## [WHAT NEEDS TO BE DONE]
Give the number of lines in the entries below that contain "brown". Write nothing besides it.

(Extracted records)

···

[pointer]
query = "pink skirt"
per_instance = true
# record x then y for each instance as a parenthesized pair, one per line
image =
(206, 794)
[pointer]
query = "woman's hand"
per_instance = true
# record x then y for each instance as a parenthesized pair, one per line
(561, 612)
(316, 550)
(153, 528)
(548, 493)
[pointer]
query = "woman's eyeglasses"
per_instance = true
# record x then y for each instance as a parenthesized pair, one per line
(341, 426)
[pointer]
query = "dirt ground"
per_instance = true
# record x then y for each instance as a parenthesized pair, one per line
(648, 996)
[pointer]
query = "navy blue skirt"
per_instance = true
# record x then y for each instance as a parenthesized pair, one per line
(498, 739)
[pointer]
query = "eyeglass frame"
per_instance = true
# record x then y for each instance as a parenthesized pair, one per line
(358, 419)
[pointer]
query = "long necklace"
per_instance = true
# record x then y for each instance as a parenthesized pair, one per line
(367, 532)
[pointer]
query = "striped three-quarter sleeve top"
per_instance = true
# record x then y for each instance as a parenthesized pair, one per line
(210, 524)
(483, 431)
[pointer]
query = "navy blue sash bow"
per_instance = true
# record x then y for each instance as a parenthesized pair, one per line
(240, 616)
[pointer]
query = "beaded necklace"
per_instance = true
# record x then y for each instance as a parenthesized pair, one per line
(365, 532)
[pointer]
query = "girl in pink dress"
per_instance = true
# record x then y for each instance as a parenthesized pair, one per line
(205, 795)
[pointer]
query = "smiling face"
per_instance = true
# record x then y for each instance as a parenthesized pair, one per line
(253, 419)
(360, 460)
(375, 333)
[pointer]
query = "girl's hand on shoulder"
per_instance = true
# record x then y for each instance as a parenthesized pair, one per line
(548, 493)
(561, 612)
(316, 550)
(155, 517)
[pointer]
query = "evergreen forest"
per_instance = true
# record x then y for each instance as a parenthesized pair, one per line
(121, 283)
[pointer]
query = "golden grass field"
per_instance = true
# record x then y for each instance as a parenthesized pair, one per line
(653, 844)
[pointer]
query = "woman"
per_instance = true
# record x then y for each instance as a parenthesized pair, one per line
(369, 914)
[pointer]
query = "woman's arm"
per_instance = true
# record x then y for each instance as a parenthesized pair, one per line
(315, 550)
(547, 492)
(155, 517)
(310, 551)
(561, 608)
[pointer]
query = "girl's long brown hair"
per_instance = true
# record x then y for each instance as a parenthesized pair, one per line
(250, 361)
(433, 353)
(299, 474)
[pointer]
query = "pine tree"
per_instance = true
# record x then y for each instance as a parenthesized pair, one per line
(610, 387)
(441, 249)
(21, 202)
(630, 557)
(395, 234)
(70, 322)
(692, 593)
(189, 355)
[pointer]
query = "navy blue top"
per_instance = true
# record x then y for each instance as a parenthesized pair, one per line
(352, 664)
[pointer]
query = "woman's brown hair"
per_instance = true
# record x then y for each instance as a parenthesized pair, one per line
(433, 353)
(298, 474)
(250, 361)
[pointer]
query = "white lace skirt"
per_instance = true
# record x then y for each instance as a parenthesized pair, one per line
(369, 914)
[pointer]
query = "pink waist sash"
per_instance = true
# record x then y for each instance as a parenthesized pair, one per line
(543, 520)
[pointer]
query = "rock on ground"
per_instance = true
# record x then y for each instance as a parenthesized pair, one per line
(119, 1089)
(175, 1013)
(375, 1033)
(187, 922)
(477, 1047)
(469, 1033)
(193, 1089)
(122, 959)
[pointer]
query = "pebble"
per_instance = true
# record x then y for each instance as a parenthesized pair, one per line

···

## [TASK ANSWER]
2